- GETOONDE TEKST:
※

Daarnaast richtte appellante zich in hoger beroep tegen de uitspraak van het Gerecht, omdat zij meende dat zij ten onrechte niet met ingang van 1 september 2013 was bevorderd naar schaal 8. De Raad oordeelt echter dat de bevordering naar schaal 8 niet aan de orde was in het plaatsingsbesluit waartegen het bezwaar was gemaakt. De Raad concludeert dat de door appellante aangevoerde gronden niet relevant zijn voor de beoordeling van de rechtmatigheid van het plaatsingsbesluit, en dat het beroep op het gelijkheidsbeginsel niet kan leiden tot een oordeel dat het besluit onrechtmatig is.

De Raad bevestigt de aangevallen uitspraak en verklaart het hoger beroep ongegrond. Er is geen aanleiding voor een proceskostenveroordeling. De uitspraak werd gedaan op 17 januari 2019, waarbij de Raad de zaak in het openbaar heeft behandeld.

Uitspraak

Landsverordening ambtenarenrechtspraak (La)

※

- GEGEVENSREGELS:
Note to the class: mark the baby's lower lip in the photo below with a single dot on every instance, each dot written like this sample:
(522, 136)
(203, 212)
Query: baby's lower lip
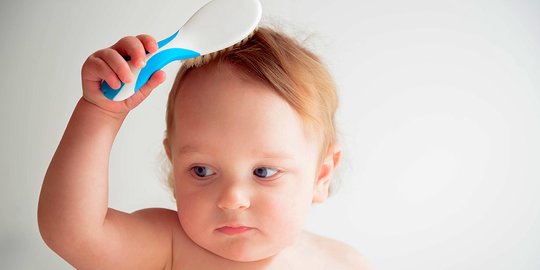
(229, 230)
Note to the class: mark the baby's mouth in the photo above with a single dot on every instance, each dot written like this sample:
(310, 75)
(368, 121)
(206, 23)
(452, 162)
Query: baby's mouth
(234, 230)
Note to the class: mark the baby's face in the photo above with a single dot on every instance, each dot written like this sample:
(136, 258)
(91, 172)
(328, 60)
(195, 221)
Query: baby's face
(244, 166)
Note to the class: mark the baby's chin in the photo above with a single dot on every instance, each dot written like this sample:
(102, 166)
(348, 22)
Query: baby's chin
(247, 254)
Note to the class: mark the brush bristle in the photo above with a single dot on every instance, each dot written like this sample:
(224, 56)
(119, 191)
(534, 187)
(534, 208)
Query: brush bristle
(206, 58)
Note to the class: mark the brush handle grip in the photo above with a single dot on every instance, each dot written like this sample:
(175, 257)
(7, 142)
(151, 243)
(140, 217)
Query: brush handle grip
(154, 62)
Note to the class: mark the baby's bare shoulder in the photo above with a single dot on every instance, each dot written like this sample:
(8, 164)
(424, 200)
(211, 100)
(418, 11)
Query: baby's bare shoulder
(336, 254)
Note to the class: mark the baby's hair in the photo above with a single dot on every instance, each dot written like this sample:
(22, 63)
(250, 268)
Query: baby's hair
(294, 72)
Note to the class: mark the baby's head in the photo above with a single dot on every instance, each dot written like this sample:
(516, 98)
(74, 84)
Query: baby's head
(252, 143)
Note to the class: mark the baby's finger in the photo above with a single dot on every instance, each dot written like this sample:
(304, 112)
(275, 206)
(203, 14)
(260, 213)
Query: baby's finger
(148, 42)
(132, 47)
(156, 79)
(96, 70)
(116, 62)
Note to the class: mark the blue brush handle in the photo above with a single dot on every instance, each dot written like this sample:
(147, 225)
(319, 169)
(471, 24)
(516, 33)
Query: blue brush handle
(154, 62)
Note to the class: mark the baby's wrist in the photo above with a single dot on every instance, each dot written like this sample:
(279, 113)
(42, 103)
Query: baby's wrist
(88, 105)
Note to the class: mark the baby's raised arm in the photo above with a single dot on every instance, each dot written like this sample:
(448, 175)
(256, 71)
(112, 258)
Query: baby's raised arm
(73, 214)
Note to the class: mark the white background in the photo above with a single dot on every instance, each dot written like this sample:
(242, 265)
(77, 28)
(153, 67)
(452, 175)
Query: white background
(439, 119)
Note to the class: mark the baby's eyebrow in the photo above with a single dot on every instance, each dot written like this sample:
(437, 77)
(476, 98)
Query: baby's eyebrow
(191, 149)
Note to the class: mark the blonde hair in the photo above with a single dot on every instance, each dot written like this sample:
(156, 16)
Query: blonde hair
(294, 72)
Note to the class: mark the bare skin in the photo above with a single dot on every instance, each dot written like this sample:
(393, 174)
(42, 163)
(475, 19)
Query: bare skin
(73, 214)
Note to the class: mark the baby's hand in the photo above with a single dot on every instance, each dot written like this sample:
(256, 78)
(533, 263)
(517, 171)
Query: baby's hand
(109, 65)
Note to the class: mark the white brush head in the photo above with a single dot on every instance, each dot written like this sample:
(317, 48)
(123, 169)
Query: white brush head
(219, 24)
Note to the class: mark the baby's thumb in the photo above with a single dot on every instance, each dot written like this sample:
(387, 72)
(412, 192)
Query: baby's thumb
(156, 79)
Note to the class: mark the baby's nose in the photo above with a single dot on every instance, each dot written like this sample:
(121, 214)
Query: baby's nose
(234, 197)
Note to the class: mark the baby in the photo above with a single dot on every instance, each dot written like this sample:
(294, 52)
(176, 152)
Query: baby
(251, 142)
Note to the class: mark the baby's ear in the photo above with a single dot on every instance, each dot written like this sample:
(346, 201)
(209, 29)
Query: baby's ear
(167, 148)
(324, 177)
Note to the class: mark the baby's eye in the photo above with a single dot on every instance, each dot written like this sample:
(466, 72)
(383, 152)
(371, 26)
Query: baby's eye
(202, 171)
(264, 172)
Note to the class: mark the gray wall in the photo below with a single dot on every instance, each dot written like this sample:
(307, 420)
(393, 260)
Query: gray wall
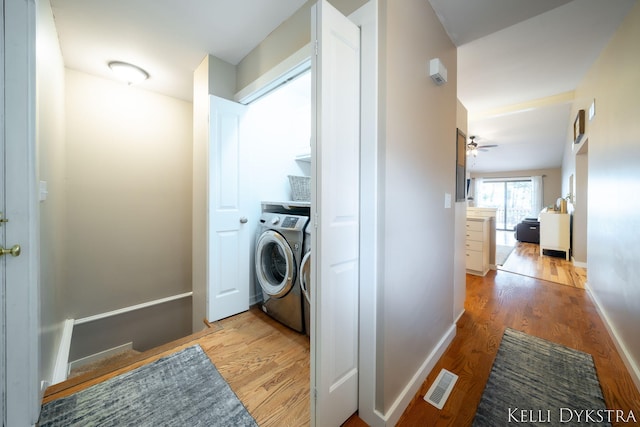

※

- OPDRACHT 1:
Neem uit de tekst over het hoger beroep letterlijk het gedeelte over vanaf "Daarnaast richtte appellante" tot en met "besluit onrechtmatig is.".
- OPDRACHT 2:
Geef voor elke bewering aan of deze overeenkomt met de tekst over het hoger beroep. Antwoord met ja of nee en citeer letterlijk de woorden uit de tekst die de doorslag geven. (a) De Raad verklaart het hoger beroep gegrond. (b) De uitspraak werd gedaan op 17 januari 2019. (c) De Raad spreekt een proceskostenveroordeling uit.

- ANTWOORD 1:
Daarnaast richtte appellante zich in hoger beroep tegen de uitspraak van het Gerecht, omdat zij meende dat zij ten onrechte niet met ingang van 1 september 2013 was bevorderd naar schaal 8. De Raad oordeelt echter dat de bevordering naar schaal 8 niet aan de orde was in het plaatsingsbesluit waartegen het bezwaar was gemaakt. De Raad concludeert dat de door appellante aangevoerde gronden niet relevant zijn voor de beoordeling van de rechtmatigheid van het plaatsingsbesluit, en dat het beroep op het gelijkheidsbeginsel niet kan leiden tot een oordeel dat het besluit onrechtmatig is.

- ANTWOORD 2:
(a) Nee: "De Raad bevestigt de aangevallen uitspraak en verklaart het hoger beroep ongegrond."
(b) Ja: "De uitspraak werd gedaan op 17 januari 2019"
(c) Nee: "Er is geen aanleiding voor een proceskostenveroordeling."